-------- Provided data --------
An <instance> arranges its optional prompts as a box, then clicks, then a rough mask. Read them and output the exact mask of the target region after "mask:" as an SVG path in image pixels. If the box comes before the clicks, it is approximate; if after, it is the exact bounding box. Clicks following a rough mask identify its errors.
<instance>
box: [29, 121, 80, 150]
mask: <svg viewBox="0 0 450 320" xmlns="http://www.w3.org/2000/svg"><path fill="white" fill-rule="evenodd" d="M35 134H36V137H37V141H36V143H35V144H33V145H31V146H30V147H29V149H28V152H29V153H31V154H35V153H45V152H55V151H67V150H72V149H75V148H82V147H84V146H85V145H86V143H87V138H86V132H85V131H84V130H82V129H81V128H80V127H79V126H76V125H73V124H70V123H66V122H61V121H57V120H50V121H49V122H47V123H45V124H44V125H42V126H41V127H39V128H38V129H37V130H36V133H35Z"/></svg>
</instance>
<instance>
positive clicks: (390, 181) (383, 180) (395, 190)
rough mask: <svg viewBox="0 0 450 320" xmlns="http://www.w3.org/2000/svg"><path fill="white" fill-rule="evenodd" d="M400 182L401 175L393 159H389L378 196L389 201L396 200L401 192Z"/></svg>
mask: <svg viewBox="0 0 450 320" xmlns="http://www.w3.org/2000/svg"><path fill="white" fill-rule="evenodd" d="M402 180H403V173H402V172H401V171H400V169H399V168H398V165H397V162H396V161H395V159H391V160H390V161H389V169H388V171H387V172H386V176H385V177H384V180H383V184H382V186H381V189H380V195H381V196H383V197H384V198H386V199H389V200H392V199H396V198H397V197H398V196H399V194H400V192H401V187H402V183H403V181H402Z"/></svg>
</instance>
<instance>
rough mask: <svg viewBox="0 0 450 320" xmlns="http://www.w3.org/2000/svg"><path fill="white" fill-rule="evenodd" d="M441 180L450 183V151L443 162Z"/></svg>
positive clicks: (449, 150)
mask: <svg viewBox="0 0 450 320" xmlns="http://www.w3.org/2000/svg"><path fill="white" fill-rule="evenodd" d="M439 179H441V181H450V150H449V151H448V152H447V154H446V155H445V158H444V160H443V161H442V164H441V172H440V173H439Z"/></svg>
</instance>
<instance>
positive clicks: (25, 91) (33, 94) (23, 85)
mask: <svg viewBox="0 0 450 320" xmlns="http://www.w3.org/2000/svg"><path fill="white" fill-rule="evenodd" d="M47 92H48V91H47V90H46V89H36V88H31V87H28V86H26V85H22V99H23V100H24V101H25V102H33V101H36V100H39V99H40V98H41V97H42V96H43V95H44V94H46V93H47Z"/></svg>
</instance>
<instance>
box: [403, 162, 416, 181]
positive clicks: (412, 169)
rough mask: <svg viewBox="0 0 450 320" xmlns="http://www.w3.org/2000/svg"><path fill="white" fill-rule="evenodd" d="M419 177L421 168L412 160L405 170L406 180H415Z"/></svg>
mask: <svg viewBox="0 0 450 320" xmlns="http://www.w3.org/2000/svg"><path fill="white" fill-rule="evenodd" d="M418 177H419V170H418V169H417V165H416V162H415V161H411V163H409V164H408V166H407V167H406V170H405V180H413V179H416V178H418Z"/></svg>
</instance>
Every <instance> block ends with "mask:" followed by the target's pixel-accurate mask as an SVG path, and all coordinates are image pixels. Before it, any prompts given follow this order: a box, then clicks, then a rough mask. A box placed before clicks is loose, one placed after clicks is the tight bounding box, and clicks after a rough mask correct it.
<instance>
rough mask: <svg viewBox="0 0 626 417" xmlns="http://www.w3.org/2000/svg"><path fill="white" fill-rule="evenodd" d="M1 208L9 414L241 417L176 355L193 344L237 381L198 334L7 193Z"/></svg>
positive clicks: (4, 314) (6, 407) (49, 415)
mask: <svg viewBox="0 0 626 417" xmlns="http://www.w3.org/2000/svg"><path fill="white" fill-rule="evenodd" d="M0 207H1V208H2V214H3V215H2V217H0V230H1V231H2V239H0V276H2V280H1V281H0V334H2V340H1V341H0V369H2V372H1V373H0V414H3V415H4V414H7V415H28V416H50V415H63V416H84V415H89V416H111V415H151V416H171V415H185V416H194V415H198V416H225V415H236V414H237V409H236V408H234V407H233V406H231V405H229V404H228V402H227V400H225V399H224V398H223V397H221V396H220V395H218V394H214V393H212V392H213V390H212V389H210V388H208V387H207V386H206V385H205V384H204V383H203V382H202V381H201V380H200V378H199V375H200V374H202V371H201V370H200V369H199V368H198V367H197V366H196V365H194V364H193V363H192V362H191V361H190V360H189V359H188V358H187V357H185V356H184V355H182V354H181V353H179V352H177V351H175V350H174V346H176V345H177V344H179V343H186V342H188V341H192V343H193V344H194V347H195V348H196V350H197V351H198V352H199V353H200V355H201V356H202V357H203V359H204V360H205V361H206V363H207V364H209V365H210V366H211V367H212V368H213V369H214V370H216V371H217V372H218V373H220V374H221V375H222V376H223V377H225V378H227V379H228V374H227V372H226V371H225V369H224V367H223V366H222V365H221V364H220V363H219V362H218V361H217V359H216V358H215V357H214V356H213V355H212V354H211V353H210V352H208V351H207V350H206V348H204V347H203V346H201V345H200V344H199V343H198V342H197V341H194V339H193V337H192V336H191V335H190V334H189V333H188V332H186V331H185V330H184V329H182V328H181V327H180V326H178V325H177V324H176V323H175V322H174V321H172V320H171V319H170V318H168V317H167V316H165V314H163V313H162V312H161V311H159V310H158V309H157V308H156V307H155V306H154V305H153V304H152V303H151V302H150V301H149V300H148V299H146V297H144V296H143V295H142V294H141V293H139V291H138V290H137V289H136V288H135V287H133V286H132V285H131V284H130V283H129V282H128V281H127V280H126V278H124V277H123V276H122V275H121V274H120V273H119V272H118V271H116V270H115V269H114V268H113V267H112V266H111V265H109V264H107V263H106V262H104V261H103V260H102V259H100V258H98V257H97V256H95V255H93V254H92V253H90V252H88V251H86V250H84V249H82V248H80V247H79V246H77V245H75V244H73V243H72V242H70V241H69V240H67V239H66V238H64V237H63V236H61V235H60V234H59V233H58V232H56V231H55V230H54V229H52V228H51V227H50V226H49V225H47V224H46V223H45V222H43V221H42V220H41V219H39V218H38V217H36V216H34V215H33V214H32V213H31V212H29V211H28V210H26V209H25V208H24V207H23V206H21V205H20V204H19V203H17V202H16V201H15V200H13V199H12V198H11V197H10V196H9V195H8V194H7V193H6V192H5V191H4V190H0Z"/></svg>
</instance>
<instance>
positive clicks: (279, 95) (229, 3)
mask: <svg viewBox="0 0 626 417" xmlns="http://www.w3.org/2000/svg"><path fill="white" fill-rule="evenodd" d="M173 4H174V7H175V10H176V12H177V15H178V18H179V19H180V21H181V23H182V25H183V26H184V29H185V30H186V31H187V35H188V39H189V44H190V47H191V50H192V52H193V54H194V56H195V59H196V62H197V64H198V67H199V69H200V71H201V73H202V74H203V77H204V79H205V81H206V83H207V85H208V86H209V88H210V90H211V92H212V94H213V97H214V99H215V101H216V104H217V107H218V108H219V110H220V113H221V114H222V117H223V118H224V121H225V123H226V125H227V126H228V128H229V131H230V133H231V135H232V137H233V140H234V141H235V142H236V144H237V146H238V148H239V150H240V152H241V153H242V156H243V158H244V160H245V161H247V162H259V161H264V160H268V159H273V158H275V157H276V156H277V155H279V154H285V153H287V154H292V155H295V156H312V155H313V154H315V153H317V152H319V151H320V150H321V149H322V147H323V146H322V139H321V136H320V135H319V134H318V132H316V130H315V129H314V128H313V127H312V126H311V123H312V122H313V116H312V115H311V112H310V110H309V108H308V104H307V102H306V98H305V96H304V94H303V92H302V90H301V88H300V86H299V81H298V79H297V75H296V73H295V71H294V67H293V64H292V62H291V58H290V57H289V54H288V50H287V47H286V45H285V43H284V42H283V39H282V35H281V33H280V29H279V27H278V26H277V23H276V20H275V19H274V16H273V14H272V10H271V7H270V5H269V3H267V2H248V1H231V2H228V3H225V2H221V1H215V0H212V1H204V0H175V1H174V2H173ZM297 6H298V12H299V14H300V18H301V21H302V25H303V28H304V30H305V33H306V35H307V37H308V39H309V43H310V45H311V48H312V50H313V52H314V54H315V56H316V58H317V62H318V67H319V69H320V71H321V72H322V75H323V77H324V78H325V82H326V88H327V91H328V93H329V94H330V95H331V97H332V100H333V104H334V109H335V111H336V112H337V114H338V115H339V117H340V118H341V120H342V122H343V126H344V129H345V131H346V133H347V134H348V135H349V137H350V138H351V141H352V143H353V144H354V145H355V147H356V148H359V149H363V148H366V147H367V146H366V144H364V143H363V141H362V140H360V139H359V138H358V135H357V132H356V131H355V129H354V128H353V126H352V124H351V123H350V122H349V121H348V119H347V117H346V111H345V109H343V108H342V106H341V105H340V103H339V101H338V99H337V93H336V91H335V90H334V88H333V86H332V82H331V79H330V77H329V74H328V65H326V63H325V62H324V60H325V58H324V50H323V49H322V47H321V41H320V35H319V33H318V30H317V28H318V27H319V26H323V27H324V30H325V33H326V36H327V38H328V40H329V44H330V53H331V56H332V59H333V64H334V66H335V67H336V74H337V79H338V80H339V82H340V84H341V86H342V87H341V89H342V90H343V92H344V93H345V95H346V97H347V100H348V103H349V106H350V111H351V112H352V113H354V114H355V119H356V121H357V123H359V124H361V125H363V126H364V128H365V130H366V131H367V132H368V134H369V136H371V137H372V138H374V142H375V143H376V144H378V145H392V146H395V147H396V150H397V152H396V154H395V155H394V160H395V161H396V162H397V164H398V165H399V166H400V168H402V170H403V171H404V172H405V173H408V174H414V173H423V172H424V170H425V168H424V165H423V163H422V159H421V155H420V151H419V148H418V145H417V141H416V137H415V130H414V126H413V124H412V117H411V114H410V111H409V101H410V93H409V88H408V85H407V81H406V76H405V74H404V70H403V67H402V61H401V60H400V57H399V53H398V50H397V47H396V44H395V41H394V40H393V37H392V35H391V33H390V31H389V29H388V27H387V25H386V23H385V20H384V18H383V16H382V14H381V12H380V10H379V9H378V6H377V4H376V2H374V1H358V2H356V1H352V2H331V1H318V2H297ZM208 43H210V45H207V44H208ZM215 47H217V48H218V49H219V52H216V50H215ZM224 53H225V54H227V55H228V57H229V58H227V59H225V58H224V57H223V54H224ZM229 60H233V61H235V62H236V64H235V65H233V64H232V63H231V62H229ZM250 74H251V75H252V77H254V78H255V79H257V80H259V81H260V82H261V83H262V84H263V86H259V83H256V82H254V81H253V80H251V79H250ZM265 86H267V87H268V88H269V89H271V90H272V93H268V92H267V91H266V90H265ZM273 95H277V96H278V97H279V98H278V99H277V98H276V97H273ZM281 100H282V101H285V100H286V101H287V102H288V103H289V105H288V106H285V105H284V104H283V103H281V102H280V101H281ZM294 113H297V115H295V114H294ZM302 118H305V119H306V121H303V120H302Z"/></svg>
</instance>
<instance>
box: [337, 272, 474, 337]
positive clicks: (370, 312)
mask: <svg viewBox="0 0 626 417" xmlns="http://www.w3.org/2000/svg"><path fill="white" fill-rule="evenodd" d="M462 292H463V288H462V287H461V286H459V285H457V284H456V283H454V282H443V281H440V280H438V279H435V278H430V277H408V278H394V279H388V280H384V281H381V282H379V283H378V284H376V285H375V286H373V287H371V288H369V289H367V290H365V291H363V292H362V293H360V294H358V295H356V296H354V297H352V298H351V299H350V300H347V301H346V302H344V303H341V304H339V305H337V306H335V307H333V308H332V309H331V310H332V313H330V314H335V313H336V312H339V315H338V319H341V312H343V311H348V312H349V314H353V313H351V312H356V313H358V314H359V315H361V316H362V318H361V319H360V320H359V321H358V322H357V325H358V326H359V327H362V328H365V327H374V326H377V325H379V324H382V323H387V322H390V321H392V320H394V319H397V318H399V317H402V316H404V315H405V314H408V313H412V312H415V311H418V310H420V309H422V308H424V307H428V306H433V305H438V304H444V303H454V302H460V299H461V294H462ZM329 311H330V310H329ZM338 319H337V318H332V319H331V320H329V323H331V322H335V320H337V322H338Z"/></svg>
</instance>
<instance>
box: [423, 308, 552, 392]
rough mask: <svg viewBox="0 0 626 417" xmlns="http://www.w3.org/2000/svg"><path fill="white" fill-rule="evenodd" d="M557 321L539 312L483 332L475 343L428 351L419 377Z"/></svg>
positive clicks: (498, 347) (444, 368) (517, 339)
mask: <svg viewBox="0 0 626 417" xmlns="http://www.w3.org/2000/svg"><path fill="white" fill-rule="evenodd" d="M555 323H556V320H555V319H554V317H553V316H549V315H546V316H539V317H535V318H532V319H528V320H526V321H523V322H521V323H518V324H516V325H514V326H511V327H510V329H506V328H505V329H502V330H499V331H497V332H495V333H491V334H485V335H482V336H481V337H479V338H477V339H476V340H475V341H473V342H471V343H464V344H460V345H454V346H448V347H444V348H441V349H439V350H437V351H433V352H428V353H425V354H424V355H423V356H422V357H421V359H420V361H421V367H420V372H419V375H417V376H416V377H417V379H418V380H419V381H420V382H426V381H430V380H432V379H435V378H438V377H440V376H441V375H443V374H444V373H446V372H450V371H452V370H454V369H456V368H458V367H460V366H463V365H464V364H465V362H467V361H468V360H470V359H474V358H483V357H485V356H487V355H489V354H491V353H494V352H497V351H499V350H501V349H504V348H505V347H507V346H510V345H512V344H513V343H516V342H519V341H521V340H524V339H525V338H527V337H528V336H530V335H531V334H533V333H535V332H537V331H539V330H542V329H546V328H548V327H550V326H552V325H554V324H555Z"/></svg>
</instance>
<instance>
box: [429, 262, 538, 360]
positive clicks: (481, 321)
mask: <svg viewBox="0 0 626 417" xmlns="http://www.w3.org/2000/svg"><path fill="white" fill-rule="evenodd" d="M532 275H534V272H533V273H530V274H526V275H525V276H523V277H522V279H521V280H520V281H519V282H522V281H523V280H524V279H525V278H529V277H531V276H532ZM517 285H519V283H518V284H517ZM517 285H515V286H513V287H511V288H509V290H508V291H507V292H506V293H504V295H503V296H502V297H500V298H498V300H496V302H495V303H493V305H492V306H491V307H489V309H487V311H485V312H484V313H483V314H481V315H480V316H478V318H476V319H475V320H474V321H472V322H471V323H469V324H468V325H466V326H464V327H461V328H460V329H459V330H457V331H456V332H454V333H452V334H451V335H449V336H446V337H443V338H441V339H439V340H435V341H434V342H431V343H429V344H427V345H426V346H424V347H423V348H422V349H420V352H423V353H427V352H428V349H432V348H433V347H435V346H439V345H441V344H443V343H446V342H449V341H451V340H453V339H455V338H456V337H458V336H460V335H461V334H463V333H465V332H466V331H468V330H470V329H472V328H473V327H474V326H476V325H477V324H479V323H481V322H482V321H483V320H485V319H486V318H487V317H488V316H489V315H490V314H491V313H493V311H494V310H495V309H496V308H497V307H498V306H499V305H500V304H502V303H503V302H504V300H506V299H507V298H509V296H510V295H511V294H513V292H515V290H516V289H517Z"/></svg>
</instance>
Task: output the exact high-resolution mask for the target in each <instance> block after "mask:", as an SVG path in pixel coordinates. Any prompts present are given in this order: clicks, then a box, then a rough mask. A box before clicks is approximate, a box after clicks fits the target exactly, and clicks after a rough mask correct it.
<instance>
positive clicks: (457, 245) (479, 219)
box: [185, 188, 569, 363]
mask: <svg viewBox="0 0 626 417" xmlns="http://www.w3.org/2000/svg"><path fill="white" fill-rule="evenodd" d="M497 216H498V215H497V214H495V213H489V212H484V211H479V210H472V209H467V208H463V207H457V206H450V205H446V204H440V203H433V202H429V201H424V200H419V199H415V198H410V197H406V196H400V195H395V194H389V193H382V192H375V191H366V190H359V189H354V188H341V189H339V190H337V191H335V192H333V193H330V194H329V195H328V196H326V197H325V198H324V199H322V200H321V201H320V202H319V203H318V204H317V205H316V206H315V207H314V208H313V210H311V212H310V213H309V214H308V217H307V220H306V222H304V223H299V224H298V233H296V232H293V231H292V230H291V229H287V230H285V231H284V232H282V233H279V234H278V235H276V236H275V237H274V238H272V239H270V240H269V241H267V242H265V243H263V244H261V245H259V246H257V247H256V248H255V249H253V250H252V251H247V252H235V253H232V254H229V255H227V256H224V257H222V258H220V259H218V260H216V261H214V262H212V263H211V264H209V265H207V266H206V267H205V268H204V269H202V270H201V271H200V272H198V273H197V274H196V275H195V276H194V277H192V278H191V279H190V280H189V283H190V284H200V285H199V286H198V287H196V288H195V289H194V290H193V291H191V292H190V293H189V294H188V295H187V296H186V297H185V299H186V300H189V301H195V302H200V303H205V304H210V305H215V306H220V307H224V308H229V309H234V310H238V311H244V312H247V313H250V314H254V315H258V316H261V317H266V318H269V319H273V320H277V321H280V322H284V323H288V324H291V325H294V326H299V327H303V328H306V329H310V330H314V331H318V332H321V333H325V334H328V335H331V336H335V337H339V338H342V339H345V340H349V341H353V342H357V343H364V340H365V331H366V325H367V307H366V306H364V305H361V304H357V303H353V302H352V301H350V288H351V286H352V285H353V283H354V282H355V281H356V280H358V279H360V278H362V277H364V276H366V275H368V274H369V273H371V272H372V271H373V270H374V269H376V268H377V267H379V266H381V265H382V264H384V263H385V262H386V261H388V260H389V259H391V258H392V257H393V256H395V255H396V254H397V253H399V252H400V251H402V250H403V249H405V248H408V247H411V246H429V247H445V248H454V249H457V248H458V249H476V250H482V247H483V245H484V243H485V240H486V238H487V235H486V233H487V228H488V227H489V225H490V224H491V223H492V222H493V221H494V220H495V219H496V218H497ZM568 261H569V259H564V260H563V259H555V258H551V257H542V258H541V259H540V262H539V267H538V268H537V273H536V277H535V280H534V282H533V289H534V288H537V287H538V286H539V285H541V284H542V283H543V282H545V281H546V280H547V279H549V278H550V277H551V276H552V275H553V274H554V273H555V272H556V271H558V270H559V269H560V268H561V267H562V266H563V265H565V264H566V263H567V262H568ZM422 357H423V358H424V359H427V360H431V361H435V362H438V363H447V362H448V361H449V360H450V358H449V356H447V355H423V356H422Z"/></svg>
--------
## Task directions
Write out every line of the listing that holds the word "this".

## Response area
Every <instance> block ends with "mask:" followed by the target's pixel-accurate mask as an SVG path, and all coordinates are image pixels. Before it, any prompts given follow this order: a box, then clicks, then a rough mask. A box placed before clicks is loose, one placed after clicks is the tight bounding box, and clicks after a rough mask correct it.
Task: output the exact high-resolution mask for the target in each <instance> block after "mask:", as an SVG path in pixel coordinates. Any prompts present are given in this order: clicks, then a box, then a rough mask. A box before clicks is approximate, a box after clicks fits the target exactly, and clicks after a rough mask correct it.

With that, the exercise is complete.